» **What you need to do**
1. In the Form 1118 passage below, which schedule is used to report total foreign taxes paid or accrued?
2. Write what comes next in the Form 1118 passage below, starting after its final sentence.

— begin Document segment —

Certain amounts paid by a U.S. corporation to a related corporation.   Look-through rules also apply to foreign source interest, rents, and royalties paid by a U.S. corporation to a related corporation. See Regulations section 1.904-5(g).

Other Rules

Certain transfers of intangible property.   See section 367(d)(2)(C) for a rule that clarifies the treatment of certain transfers of intangible property.

Reporting Foreign Tax Information From Partnerships

If you received a Schedule K-1 from a partnership that includes foreign tax information, use the rules below to report that information on Form 1118.

Gross income sourced at partner level.   This includes income from the sale of most personal property other than inventory, depreciable property, and certain intangible property sourced under section 865. This gross income will generally be U.S.-source and therefore will not be reported on Form 1118.

  The remaining lines of the foreign tax section of the Schedule K-1 are reported on Form 1118 as follows:

Foreign gross income sourced at partnership level.   Report on Schedule A.

Deductions allocated and apportioned at partner level and partnership level.   Report on Schedule A or Schedule H.

Total foreign taxes paid or accrued.   Report on Schedule B.

Reduction in taxes available for credit.   Report on Schedule G.

Capital Gains

Foreign source taxable income or (loss) before adjustments in all separate categories in the aggregate should include gain from the sale or exchange of capital assets only up to the amount of foreign source capital gain net income (which is the smaller of capital gain net income from sources outside the United States or capital gain net income). Therefore, if the corporation has capital gain net income from sources outside the United States in excess of the capital gain net income reported on its tax return, enter a pro rata portion of the net U.S. source capital loss as a negative number on Schedule A, column 9(d) for each separate category with capital gain net income from sources outside the United States. To figure the pro rata portion of the net U.S. source capital loss attributable to a separate category, multiply the net U.S. source capital loss by the amount of capital gain net income from sources outside the United States in the separate category divided by the aggregate amount of capital gain net income from sources outside the United States in all separate categories with capital gain net income from sources outside the United States.

— end Document segment —
— begin Dataset —

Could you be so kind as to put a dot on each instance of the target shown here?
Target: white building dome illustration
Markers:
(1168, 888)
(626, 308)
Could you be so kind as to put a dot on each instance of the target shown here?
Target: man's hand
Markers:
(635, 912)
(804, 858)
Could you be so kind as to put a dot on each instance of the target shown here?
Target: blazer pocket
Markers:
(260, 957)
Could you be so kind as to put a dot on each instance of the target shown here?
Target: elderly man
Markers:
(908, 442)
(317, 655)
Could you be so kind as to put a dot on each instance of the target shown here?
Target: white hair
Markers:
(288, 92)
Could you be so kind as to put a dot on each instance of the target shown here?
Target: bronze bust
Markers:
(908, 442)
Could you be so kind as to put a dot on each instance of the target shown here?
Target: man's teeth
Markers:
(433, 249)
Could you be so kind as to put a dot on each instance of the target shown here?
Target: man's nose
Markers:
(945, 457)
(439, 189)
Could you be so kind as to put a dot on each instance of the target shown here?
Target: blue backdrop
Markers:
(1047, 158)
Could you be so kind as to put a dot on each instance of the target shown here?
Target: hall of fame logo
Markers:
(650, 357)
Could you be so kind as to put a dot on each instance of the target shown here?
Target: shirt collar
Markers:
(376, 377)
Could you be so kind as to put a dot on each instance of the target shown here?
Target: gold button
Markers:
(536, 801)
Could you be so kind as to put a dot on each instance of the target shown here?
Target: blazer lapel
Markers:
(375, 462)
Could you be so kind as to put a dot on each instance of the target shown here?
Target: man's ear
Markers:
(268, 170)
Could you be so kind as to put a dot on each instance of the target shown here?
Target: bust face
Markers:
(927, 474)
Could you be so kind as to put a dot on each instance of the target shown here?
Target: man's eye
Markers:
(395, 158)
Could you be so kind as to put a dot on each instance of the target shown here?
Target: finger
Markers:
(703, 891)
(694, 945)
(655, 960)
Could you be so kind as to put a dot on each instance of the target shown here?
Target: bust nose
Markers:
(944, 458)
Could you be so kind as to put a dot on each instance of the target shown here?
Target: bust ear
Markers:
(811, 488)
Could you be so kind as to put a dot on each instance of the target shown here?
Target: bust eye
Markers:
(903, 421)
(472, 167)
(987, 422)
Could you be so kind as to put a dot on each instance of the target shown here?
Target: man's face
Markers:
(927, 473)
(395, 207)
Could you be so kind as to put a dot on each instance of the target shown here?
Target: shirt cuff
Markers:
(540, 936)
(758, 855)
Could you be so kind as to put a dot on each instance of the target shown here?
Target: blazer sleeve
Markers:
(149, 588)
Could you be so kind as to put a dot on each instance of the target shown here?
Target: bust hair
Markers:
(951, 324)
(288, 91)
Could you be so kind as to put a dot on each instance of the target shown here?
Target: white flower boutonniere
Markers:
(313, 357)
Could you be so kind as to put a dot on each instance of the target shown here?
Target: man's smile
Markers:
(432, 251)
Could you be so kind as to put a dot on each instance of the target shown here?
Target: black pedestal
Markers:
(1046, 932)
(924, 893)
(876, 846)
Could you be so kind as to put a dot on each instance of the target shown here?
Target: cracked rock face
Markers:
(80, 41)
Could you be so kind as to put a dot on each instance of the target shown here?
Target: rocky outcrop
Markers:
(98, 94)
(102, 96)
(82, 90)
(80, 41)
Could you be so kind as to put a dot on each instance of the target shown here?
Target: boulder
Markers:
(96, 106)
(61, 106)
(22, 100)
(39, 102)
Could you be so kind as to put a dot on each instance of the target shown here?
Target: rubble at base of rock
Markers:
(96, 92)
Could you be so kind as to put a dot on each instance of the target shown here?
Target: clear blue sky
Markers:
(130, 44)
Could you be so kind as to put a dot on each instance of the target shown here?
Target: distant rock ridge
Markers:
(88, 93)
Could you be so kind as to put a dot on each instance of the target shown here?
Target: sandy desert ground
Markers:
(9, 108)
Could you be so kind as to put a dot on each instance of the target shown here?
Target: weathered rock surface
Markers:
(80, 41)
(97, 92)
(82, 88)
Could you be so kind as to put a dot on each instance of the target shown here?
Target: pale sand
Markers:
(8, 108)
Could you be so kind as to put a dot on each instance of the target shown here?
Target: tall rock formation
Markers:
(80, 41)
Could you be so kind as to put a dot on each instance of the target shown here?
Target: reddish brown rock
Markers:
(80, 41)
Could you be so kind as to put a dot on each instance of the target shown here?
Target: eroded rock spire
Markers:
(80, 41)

— end Dataset —
— begin Dataset —

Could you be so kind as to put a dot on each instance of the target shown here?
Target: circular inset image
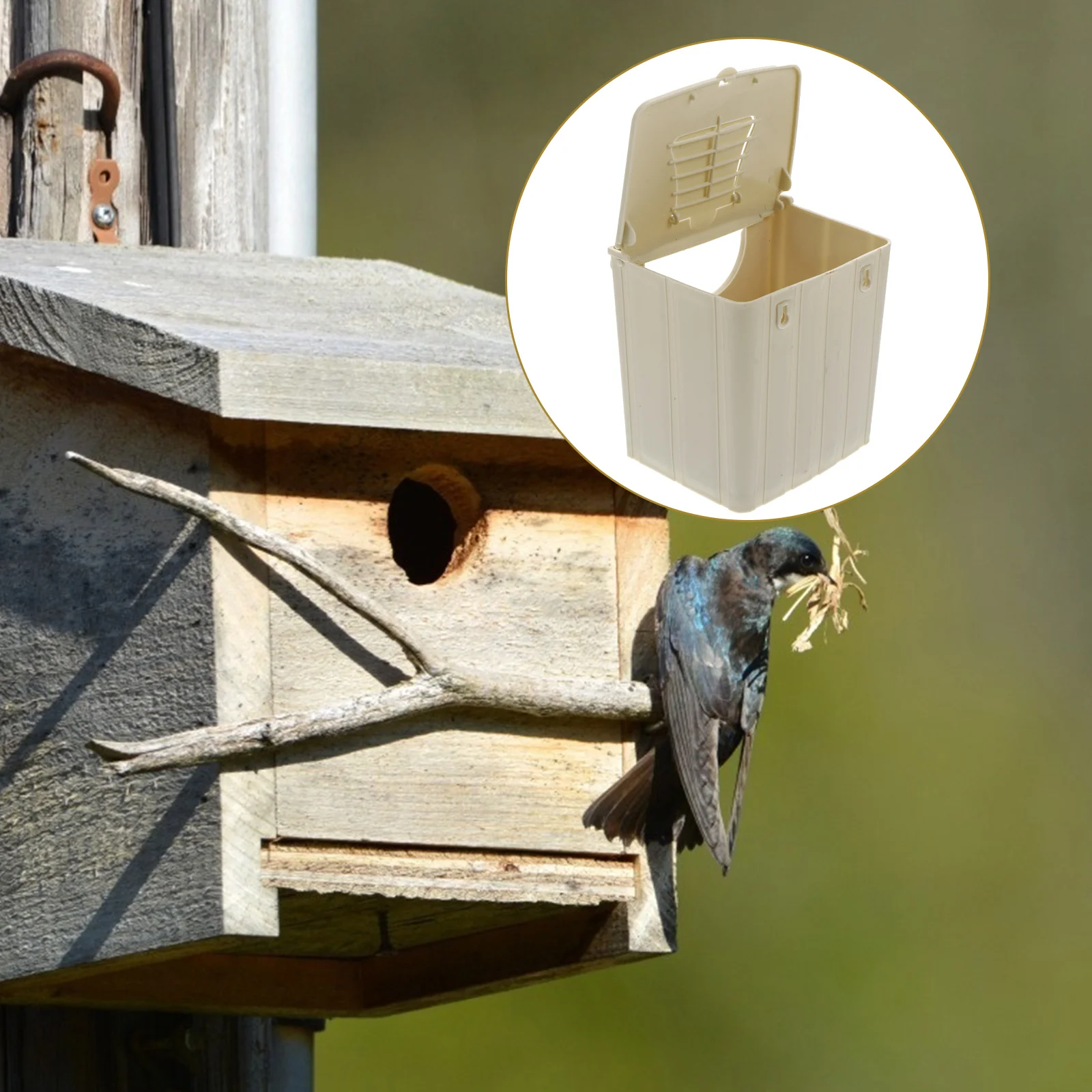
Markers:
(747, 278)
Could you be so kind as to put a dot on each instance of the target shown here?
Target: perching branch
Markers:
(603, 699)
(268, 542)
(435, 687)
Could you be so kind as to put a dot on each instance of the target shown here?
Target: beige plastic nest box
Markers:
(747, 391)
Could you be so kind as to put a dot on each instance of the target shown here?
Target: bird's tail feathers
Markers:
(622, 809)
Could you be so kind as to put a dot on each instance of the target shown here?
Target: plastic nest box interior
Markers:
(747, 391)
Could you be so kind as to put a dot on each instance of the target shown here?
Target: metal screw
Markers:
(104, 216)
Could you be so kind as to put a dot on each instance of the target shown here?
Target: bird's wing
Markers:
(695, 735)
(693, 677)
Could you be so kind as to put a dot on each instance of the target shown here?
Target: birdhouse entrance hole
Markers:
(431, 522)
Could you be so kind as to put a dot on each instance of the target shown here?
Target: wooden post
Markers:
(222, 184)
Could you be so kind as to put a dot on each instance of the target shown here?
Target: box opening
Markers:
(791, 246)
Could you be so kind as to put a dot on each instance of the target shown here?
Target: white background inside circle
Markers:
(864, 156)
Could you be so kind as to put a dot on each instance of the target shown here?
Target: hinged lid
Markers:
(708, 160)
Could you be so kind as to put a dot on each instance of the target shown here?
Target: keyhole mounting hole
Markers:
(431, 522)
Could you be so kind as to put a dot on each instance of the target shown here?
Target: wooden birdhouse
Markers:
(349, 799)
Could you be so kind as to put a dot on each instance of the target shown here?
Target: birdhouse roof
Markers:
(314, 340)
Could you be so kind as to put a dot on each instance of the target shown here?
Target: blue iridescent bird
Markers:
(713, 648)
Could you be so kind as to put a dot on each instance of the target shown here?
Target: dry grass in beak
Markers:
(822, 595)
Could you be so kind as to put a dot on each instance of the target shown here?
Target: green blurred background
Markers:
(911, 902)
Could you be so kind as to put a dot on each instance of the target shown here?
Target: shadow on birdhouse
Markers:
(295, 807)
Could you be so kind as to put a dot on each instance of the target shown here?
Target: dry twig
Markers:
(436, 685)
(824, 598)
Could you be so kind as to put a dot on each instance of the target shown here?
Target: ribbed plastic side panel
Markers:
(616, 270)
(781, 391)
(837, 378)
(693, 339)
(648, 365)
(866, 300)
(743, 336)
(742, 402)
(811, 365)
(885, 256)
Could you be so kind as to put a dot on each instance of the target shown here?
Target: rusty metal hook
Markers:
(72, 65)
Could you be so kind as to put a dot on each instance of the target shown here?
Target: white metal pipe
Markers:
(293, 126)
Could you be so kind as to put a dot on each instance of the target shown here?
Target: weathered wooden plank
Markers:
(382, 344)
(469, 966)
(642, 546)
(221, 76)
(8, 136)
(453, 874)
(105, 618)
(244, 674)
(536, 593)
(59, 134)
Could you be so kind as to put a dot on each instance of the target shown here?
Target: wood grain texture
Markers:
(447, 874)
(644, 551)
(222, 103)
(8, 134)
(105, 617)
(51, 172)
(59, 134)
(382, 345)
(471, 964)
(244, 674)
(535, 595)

— end Dataset —
— begin Dataset —

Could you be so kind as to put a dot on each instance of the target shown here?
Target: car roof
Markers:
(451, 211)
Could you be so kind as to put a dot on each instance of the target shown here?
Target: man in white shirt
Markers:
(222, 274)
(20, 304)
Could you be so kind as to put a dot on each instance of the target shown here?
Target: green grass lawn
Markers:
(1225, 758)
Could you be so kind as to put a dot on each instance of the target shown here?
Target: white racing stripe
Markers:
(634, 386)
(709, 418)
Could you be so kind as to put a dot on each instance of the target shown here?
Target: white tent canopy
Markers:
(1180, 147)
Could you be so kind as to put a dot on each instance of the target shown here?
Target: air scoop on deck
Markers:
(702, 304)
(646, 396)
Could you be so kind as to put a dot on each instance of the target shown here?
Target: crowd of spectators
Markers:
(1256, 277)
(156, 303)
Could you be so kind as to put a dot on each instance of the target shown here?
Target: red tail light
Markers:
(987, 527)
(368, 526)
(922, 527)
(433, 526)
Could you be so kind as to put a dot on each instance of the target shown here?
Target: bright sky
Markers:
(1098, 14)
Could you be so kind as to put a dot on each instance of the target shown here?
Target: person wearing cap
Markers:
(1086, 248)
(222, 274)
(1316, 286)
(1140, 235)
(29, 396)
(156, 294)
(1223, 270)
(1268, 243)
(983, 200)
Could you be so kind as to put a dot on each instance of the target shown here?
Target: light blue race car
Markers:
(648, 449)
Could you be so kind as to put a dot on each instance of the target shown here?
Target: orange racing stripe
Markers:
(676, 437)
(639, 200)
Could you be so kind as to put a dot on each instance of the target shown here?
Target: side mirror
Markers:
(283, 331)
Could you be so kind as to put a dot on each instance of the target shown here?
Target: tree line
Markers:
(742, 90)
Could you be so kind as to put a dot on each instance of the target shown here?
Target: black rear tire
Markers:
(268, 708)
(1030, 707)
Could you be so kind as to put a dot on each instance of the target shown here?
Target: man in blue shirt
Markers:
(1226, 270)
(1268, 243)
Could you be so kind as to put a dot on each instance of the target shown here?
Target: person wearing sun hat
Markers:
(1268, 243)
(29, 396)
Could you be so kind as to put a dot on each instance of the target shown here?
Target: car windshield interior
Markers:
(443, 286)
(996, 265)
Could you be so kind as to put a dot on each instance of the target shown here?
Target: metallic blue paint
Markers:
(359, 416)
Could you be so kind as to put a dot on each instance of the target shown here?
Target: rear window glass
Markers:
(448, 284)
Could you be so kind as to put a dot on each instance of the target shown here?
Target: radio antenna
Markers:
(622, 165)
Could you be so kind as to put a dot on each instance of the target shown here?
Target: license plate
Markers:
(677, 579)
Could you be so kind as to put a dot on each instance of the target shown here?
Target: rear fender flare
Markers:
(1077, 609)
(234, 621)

— end Dataset —

» **Results**
1. Schedule B.

2.
See section 904(b)(2)(B) for special rules regarding adjustments to account for capital gain rate differentials (as defined in section 904(b)(3)(D)) for any tax year. At the time these instructions went to print, there was no capital gain rate differential for corporations.

Credit Limitations

Taxes Eligible for a Credit

Domestic corporations.   Generally, a domestic corporation may claim a foreign tax credit (subject to the limitation of section 904) for the following taxes:
  • Income, war profits, and excess profits taxes (defined in Regulations section 1.901-2(a)) paid or accrued during the tax year to any foreign country or U.S. possession;

  • Taxes deemed paid under sections 902 and 960; and

  • Taxes paid in lieu of income taxes as described in section 903 and Regulations section 1.903-1.

  Some foreign taxes that are otherwise eligible for the foreign tax credit must be reduced. These reductions are reported on Schedule G.

Note.

A corporation may not claim a foreign tax credit for foreign taxes paid to a foreign country that the corporation does not legally owe, including amounts eligible for refund by the foreign country. If the corporation does not exercise its available remedies to reduce the amount of foreign tax to what it legally owes, a credit is not allowed for the excess amount.

Foreign corporations.   Foreign corporations are allowed (under section 906) a foreign tax credit for income, war profits, and excess profits taxes paid or accrued (or deemed paid under section 902) to any foreign country or U.S. possession for income effectively connected with the conduct of a trade or business within the United States. The credit is not applicable, however, if a foreign country or U.S. possession imposes the tax on income from U.S. sources solely because the foreign corporation was created or organized under the law of the foreign country or U.S. possession or is domiciled there for tax purposes.

  The credit may not be taken against any tax imposed on income not effectively connected with a U.S. business.

  In computing the foreign tax credit limitation, the foreign corporation's taxable income includes only the taxable income that is effectively connected with the conduct of a trade or business within the United States.

  A foreign corporation claiming a foreign tax credit will be treated as a domestic corporation in computing tax deemed paid (section 902(a)) and dividend gross-up (section 78).

Definition of foreign corporation for purposes of the deemed paid credit.

In computing the deemed paid credit on Schedules C, D, and E, the term “foreign corporation” includes:

  • A DISC or former DISC, but only for dividends from the DISC or former DISC that are treated as income from sources outside the United States and

  • A contiguous country life insurance branch that has made an election to be treated as a foreign corporation under section 814(g).

Credit or Deduction

A corporation may choose to take either a credit or a deduction for eligible foreign taxes paid or accrued. The choice is made annually. Generally, if a corporation elects the benefits of the foreign tax credit for any tax year, no portion of the foreign taxes will be allowed as a deduction in that year or any subsequent tax year.

Exceptions.    However, a corporation that elects the credit for eligible foreign taxes may be allowed a deduction for certain taxes for which a credit was not allowed. These include:
  • Taxes for which the credit was denied because of the boycott provisions of section 908.

  • Certain taxes on the purchase or sale of oil or gas (section 901(f)).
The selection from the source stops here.